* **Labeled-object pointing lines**
┏━━
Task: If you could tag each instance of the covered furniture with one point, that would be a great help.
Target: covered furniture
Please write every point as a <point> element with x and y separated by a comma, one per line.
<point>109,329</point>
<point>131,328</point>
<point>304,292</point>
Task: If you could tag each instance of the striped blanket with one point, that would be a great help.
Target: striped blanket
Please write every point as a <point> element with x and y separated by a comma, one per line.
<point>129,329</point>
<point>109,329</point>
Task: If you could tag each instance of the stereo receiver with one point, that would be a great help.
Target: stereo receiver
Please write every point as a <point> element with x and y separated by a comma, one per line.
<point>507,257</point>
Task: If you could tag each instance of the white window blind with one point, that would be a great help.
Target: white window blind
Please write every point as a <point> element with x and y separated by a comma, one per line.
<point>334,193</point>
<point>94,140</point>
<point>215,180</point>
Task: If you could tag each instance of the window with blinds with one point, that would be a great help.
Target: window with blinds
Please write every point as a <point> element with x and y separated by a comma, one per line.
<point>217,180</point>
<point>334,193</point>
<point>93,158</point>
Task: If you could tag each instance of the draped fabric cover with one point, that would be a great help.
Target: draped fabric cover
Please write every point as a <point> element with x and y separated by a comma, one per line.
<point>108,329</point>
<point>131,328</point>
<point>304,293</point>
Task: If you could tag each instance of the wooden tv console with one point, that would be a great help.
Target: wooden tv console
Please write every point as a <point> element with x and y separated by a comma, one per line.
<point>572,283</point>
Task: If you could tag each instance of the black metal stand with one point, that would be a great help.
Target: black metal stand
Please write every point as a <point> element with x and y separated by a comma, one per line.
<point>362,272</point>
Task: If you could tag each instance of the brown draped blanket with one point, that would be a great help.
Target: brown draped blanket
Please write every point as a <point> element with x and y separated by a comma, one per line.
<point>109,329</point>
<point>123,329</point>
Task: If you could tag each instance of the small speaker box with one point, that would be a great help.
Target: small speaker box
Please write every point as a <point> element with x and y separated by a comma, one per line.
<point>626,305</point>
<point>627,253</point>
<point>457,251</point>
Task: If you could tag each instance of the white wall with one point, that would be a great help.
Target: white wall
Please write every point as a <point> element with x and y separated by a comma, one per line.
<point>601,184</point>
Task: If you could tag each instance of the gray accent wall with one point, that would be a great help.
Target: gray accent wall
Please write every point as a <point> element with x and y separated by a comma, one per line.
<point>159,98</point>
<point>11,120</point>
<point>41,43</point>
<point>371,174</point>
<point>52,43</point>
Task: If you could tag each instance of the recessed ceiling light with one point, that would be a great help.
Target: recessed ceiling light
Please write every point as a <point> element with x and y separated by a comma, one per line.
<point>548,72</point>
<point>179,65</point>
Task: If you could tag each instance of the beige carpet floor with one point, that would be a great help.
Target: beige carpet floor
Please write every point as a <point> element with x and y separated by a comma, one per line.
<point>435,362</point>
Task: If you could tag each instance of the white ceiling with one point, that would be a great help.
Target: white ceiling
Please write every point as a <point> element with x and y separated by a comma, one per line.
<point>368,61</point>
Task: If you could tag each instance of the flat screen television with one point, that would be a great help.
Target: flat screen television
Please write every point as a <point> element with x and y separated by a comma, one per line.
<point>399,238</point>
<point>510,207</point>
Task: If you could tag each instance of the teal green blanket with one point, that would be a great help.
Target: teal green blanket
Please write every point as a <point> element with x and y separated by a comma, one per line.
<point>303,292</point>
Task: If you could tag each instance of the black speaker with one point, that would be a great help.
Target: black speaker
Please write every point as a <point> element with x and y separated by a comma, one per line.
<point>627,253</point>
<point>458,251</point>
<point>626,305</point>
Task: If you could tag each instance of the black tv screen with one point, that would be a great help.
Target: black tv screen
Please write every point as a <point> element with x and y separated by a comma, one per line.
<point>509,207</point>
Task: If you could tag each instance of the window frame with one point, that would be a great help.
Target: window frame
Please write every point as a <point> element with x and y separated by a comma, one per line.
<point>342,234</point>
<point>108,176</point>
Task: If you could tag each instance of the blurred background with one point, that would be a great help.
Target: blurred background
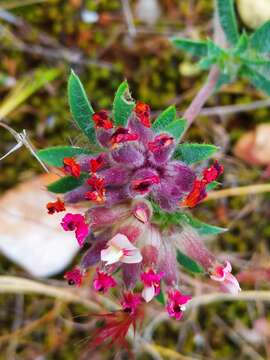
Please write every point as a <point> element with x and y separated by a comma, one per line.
<point>106,41</point>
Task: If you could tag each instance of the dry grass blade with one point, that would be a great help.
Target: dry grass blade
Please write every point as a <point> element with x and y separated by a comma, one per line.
<point>239,191</point>
<point>12,4</point>
<point>25,87</point>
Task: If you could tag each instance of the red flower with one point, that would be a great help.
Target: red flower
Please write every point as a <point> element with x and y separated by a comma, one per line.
<point>197,194</point>
<point>56,206</point>
<point>122,135</point>
<point>161,141</point>
<point>130,302</point>
<point>74,277</point>
<point>213,172</point>
<point>176,303</point>
<point>102,120</point>
<point>142,111</point>
<point>72,167</point>
<point>76,222</point>
<point>98,193</point>
<point>144,185</point>
<point>97,163</point>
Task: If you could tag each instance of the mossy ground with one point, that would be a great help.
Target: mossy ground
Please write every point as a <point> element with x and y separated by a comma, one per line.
<point>155,74</point>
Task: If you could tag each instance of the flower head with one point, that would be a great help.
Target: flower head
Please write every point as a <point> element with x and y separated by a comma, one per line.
<point>142,212</point>
<point>97,163</point>
<point>120,249</point>
<point>151,281</point>
<point>76,222</point>
<point>160,142</point>
<point>103,281</point>
<point>102,120</point>
<point>55,206</point>
<point>97,194</point>
<point>143,185</point>
<point>222,274</point>
<point>74,277</point>
<point>176,303</point>
<point>197,194</point>
<point>130,302</point>
<point>72,167</point>
<point>142,111</point>
<point>123,135</point>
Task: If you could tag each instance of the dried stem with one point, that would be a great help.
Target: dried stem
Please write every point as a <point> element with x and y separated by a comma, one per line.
<point>239,191</point>
<point>200,99</point>
<point>17,285</point>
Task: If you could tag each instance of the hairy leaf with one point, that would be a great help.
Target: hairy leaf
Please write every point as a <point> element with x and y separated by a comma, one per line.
<point>123,105</point>
<point>67,183</point>
<point>201,227</point>
<point>176,128</point>
<point>80,107</point>
<point>164,119</point>
<point>228,20</point>
<point>192,153</point>
<point>258,80</point>
<point>260,40</point>
<point>55,155</point>
<point>188,263</point>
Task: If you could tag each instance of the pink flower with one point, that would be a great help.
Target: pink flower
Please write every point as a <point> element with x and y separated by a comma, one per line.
<point>103,281</point>
<point>223,275</point>
<point>72,167</point>
<point>176,303</point>
<point>120,249</point>
<point>130,302</point>
<point>71,222</point>
<point>142,212</point>
<point>74,277</point>
<point>151,281</point>
<point>160,142</point>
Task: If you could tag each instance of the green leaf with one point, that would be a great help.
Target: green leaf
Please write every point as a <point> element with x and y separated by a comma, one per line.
<point>201,227</point>
<point>242,44</point>
<point>80,107</point>
<point>196,48</point>
<point>123,105</point>
<point>188,263</point>
<point>66,184</point>
<point>260,40</point>
<point>164,119</point>
<point>55,155</point>
<point>228,20</point>
<point>160,298</point>
<point>192,153</point>
<point>176,128</point>
<point>258,80</point>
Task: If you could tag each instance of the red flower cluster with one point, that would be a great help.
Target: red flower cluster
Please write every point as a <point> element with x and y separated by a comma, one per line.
<point>72,167</point>
<point>55,206</point>
<point>102,120</point>
<point>122,135</point>
<point>142,110</point>
<point>198,192</point>
<point>97,163</point>
<point>98,193</point>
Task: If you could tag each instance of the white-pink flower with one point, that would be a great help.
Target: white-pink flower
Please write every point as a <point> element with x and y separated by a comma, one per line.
<point>120,249</point>
<point>222,274</point>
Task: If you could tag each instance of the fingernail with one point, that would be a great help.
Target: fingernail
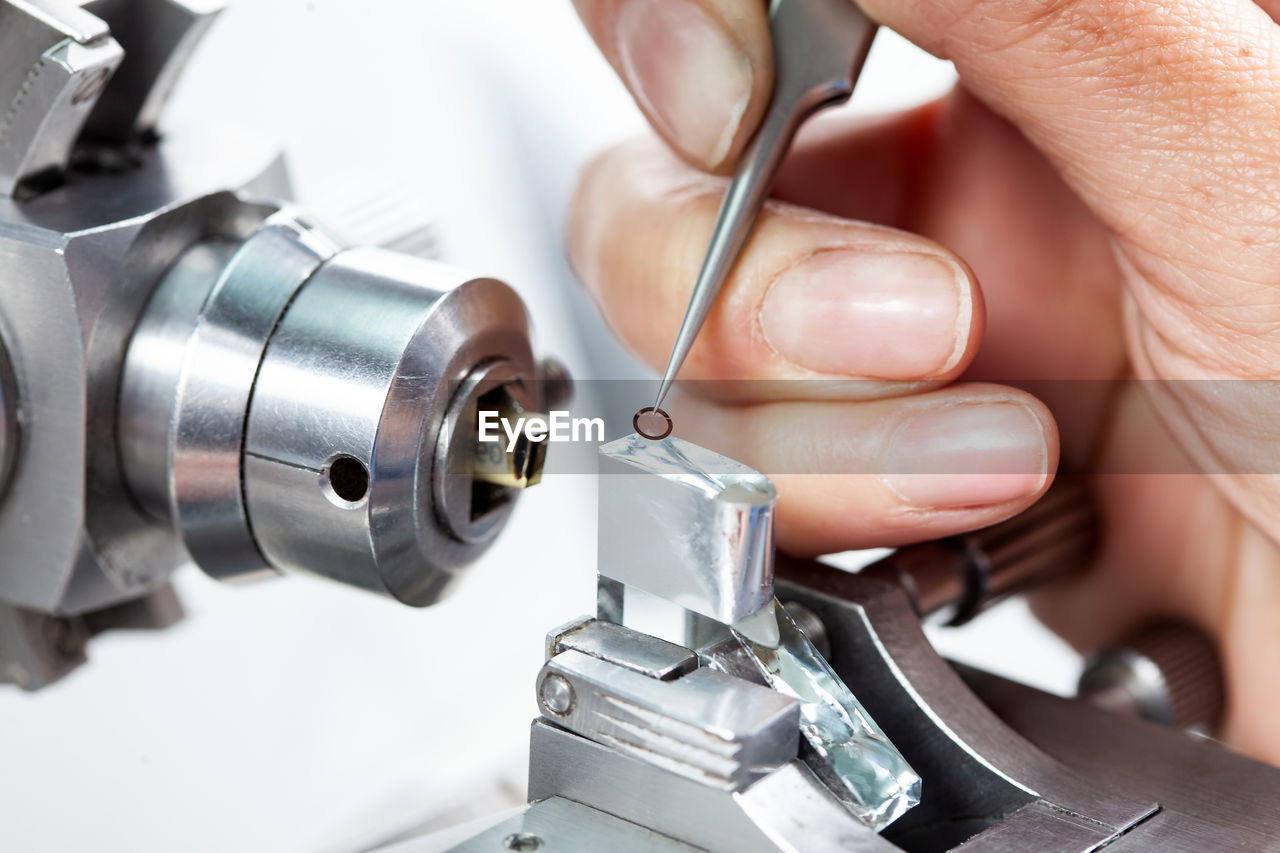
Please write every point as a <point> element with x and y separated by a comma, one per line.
<point>968,455</point>
<point>691,78</point>
<point>895,315</point>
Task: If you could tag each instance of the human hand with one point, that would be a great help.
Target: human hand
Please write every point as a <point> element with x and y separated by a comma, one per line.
<point>1109,172</point>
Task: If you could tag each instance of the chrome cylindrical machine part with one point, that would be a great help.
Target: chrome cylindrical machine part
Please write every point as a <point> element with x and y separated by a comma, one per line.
<point>284,406</point>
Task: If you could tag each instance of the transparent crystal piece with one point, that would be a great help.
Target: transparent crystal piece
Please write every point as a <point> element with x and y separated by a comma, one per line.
<point>880,784</point>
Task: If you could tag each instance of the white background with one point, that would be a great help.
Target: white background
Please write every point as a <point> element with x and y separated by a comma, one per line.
<point>296,715</point>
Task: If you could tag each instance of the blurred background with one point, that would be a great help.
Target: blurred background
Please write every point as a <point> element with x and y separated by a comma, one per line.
<point>295,715</point>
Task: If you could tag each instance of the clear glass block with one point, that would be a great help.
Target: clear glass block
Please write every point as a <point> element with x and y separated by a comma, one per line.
<point>878,781</point>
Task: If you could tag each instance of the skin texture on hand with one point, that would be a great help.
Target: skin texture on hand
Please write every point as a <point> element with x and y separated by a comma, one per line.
<point>1110,173</point>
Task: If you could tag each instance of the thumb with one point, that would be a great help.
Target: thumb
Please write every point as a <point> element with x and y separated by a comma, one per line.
<point>700,71</point>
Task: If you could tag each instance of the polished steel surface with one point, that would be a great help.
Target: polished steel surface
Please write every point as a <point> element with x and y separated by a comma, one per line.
┗━━
* **GIVEN PROBLEM**
Write out the lines from the start of the records up to and including the line containing "<point>572,283</point>".

* **WRITTEN RESPONSE**
Task: If you could tag each instance of the covered furniture with one point, that would be a great help.
Target: covered furniture
Please write every point as a <point> element with x and y separated by a comma, one per line.
<point>109,329</point>
<point>131,328</point>
<point>304,292</point>
Task: If you could tag each instance of the striped blanket with one point, that would be a great help.
Target: striped blanket
Please write every point as a <point> element with x and y separated by a comma, one per line.
<point>129,329</point>
<point>109,329</point>
Task: If you could tag each instance of the stereo receiver with one point, that would be a great help.
Target: stereo receiver
Please write every point as a <point> element with x and y separated by a comma, one per line.
<point>507,257</point>
Task: If you could tag each instance of the white window blind with one point, that would be a great help.
Target: white window blind
Please write every point as a <point> element with x and y separated by a comma, one per line.
<point>334,193</point>
<point>94,140</point>
<point>215,180</point>
Task: If you could tag each instance of the window with blinds with one point, that would be a great help.
Target: window with blinds
Please write every point as a <point> element with x and y separated by a comma, one per line.
<point>217,180</point>
<point>334,193</point>
<point>93,158</point>
Task: If you could tag each instance of the draped fabric cover with one point, that would be a great help.
Target: draped fabric cover
Please write every point as a <point> element with x and y separated by a comma, one per line.
<point>108,329</point>
<point>131,328</point>
<point>304,293</point>
Task: If you could tag each instance of the wooden tv console with one point, that would be a great help.
Target: wooden tv console
Please write every point as a <point> element with x and y separated by a comma, one per line.
<point>572,283</point>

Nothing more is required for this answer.